▸ **Short task**:
Please reproduce every line of the material below verbatim, omitting the pictures from your answer.

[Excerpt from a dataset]
•••
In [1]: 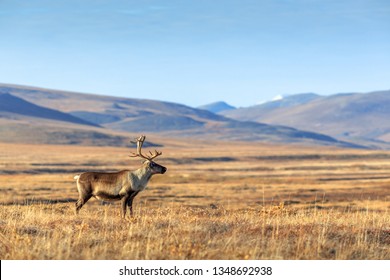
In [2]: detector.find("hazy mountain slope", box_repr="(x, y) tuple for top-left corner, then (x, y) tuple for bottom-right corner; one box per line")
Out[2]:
(224, 91), (390, 148)
(0, 82), (362, 147)
(221, 93), (321, 122)
(198, 101), (236, 113)
(0, 91), (97, 126)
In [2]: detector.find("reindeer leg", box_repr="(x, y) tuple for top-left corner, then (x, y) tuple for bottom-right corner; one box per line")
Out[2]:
(121, 195), (129, 219)
(76, 194), (92, 214)
(127, 191), (139, 217)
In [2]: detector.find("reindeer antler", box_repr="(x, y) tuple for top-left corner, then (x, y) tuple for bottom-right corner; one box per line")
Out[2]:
(130, 135), (162, 160)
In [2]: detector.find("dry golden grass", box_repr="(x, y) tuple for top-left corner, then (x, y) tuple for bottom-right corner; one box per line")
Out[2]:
(0, 139), (390, 259)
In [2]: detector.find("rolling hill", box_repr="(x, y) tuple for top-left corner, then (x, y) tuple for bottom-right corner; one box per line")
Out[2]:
(223, 91), (390, 148)
(0, 91), (98, 126)
(0, 84), (362, 147)
(198, 101), (236, 113)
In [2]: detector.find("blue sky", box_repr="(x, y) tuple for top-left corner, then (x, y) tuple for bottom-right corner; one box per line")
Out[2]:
(0, 0), (390, 106)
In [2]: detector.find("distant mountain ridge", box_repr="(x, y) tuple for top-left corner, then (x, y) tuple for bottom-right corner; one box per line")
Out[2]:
(0, 84), (361, 147)
(222, 90), (390, 148)
(198, 101), (236, 113)
(0, 91), (99, 126)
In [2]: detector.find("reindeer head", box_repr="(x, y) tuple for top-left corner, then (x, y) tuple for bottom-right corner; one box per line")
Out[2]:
(130, 135), (167, 174)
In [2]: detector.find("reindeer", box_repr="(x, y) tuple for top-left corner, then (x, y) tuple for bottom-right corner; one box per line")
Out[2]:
(74, 135), (167, 218)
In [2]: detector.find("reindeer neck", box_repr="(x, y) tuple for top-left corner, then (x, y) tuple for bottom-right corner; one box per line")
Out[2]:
(132, 166), (152, 185)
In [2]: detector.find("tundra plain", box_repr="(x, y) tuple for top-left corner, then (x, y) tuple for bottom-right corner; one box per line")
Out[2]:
(0, 140), (390, 260)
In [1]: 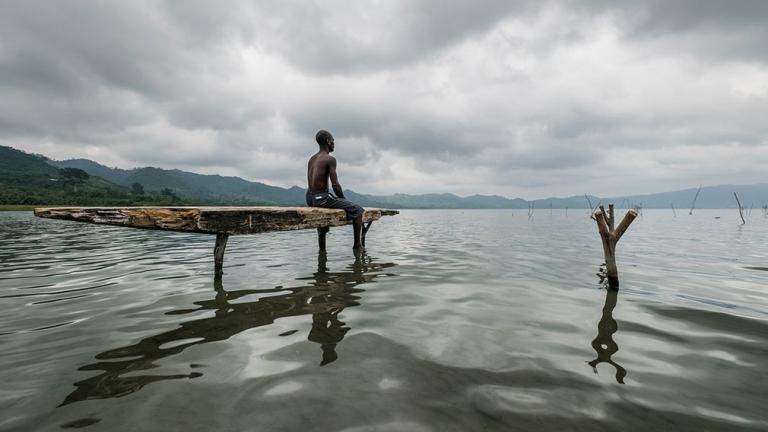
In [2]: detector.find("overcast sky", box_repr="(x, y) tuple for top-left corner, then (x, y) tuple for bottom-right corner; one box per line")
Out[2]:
(0, 0), (768, 198)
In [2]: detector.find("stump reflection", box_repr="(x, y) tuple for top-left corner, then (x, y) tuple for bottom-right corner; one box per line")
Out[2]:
(60, 251), (396, 406)
(587, 288), (627, 384)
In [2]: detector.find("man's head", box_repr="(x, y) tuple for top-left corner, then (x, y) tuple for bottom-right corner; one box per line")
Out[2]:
(315, 130), (336, 152)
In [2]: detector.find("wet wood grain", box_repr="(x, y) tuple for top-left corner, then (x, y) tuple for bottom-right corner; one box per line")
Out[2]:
(35, 207), (399, 235)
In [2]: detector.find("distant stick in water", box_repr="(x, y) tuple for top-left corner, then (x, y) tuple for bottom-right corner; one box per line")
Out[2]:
(688, 185), (701, 215)
(594, 204), (637, 289)
(733, 192), (747, 225)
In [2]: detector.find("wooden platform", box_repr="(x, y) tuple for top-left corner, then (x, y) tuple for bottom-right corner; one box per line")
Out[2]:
(35, 207), (399, 235)
(35, 207), (399, 276)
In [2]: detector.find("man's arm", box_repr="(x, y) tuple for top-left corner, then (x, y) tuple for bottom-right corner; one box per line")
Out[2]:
(328, 157), (344, 198)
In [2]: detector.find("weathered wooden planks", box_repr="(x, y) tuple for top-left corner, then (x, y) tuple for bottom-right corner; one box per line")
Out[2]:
(35, 207), (399, 234)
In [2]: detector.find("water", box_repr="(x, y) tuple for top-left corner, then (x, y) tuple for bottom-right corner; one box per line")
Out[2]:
(0, 210), (768, 431)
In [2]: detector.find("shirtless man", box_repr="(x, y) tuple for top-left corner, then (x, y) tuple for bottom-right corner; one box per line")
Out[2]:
•••
▸ **Solution**:
In [1]: 
In [2]: detector.find("hazy mountain slope", box_repr="(x, y) tuple for top-left corner, then (x, y) tuple for bottom-right corner; one box per line")
Out[2]:
(224, 91), (390, 148)
(0, 82), (362, 147)
(221, 93), (321, 122)
(198, 101), (236, 113)
(0, 91), (97, 126)
In [2]: detector.find("reindeer leg", box_repr="(x, y) tuple for top-left corner, then (x, y) tuple for bottom-right corner; one box per line")
Out[2]:
(121, 195), (129, 219)
(76, 194), (92, 214)
(127, 191), (139, 217)
In [2]: detector.find("reindeer antler", box_repr="(x, y) tuple for top-left corner, then (x, y) tuple for bottom-right corner; one box per line")
Out[2]:
(130, 135), (162, 160)
In [2]: detector.find("dry golden grass", box_repr="(x, y) tuple for top-left corner, then (x, y) tuple for bottom-right corner; one box per line")
Out[2]:
(0, 139), (390, 259)
In [2]: detector.find("rolling hill", box_repr="(x, y) tuple for top-left corner, then (x, y) tuple for bottom-right corner; one box per line")
Out[2]:
(223, 91), (390, 148)
(0, 91), (98, 126)
(0, 84), (362, 147)
(198, 101), (236, 113)
In [2]: detector.find("blue sky", box_repr="(x, y) tuple for top-left corner, then (x, y) tuple for bottom-right corner; one box per line")
Out[2]:
(0, 0), (390, 106)
In [2]: detector.find("distant mountain ridge", box_repr="(x, y) tuple for top-left corner, then (x, y) tuple for bottom-right corner; one box per line")
Out[2]:
(0, 84), (361, 147)
(222, 90), (390, 148)
(198, 101), (236, 113)
(0, 91), (99, 126)
In [2]: detector.find("reindeer head", box_repr="(x, y) tuple for top-left corner, then (x, y) tuple for bottom-right corner; one box per line")
Out[2]:
(130, 135), (167, 174)
In [2]: detector.find("reindeer", box_repr="(x, y) tuple for top-left corner, then (x, y) tuple for bottom-right corner; one box per line")
Out[2]:
(74, 135), (167, 218)
In [2]: detector.find("reindeer neck", box_repr="(x, y) tuple for top-left corner, then (x, y) tuple for bottom-right corner; one box per line")
Out[2]:
(132, 166), (152, 185)
In [2]: detector.find("tundra plain", box_repr="(x, y) tuple for top-left corner, then (x, y) tuple for bottom-right corner; one box per line")
Out[2]:
(0, 140), (390, 260)
In [1]: 
In [2]: detector.find("overcast sky", box_repr="(x, y) tuple for top-left corner, then (x, y) tuple for bottom-right corner; one box per line")
Out[2]:
(0, 0), (768, 198)
In [2]: detector.find("stump reflection", box_repr="(x, y) tuple for top-left corner, then (x, y) tuple for bottom-right corner; one box per line")
Out[2]:
(60, 251), (396, 406)
(587, 288), (627, 384)
In [2]: detector.find("man's head", box_repr="(x, y) tuple for top-left corner, then (x, y) tuple for bottom-right corner; one box per line")
Out[2]:
(315, 130), (336, 152)
In [2]: detector.find("wet wood grain", box_repr="(x, y) tuple for top-left corner, then (x, y) tuple for bottom-right corner; one box per line")
Out[2]:
(35, 207), (399, 235)
In [2]: detector.find("distant stick in water", box_repr="(x, y) tuple for top-left corner, then (x, y) tuple for bottom-right corner; one box per line")
Out[2]:
(688, 185), (701, 215)
(594, 204), (637, 289)
(733, 192), (747, 225)
In [2]: detector.find("wooden platform", box_repr="(x, y) tuple for top-left corner, then (x, y) tuple for bottom-right corner; one box per line")
Out[2]:
(35, 207), (399, 235)
(35, 207), (399, 276)
In [2]: detector.find("man's arm", box_repr="(x, y) tuple for top-left corner, then (x, y) tuple for bottom-right corner; one box per line")
Out[2]:
(328, 157), (344, 198)
In [2]: detector.find("weathered wooden planks", box_repr="(x, y) tuple for top-left corner, then (x, y) tuple for bottom-right corner; one box per line")
Out[2]:
(35, 207), (399, 234)
In [2]: detector.find("water", box_repr="(x, y) tuple for top-left corner, then (x, y) tuple for bottom-right corner; one box per line")
Out[2]:
(0, 210), (768, 431)
In [2]: detector.find("shirtless man", box_repr="(x, y) tuple for top-left corner, then (x, y) tuple for bottom-right corner; one box per line")
Out[2]:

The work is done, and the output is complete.